PAGE EXTRACT>
Contact: Ian Clark
MADISON, Wis. — Dr. Cynthia Haq, professor of family medicine and population health sciences at the University of Wisconsin-Madison, has earned the Arnold P. Gold Foundation Humanism in Medicine Award.
Haq, a faculty member at the UW School of Medicine and Public Health (SMPH), was presented this national award by the Association of American Medical Colleges (AAMC) at its annual meeting in Chicago on November 9.
According to the AAMC, the Humanism in Medicine Award annually honors a medical school faculty physician who exemplifies the qualities of a caring and compassionate mentor in the teaching and advising of medical students. The nominee must also possess the desirable personal qualities necessary to the practice of patient-centered medicine by teaching ethics, empathy, and service by example.
“I am honored to be a representative for humanism in medicine,” said Haq. “It’s the heart of medicine and is at the core of what we do. I’ve always tried to honor the art and the science of medicine. To me the art, at its very core, is respect for the dignity and worthiness of every single human being. The reason we call it an art is that it is applied differently with every patient. Yet this remains one of the most vital skills for being a good doctor. I’m glad that this award exists to heighten the awareness of this important element of doctoring.”
Growing up in Indiana and Pakistan, Haq took great interest in people around her who were living in poverty, forming early opinions and ideas about her responsibility to help others.

WORK REQUIRED> Reproduce the award announcement from "Contact: Ian Clark" up to and including "in Medicine Award.", replacing "has earned" with "has received".

(Stored items from a collection)
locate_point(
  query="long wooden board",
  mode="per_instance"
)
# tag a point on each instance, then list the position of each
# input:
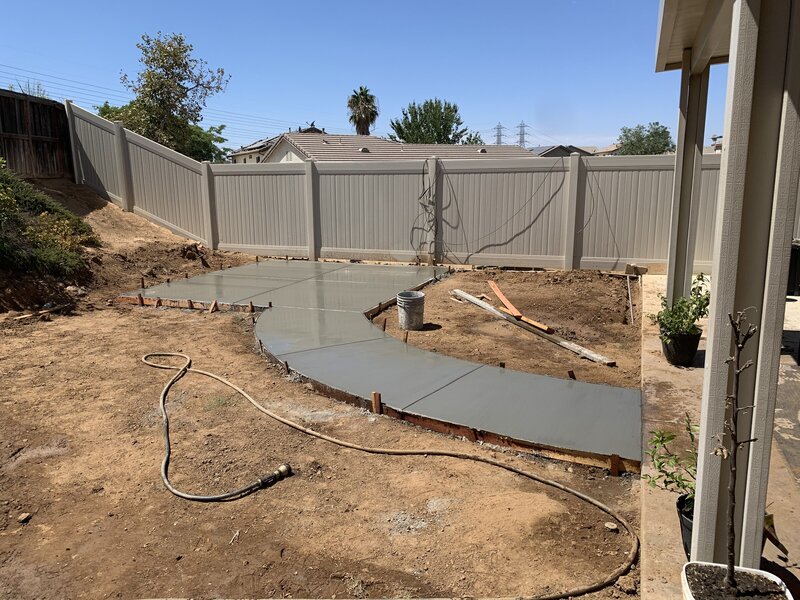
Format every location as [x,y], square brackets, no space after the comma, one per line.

ANSWER SPACE>
Contact: Ian Clark
MADISON, Wis. — Dr. Cynthia Haq, professor of family medicine and population health sciences at the University of Wisconsin-Madison, has received the Arnold P. Gold Foundation Humanism in Medicine Award.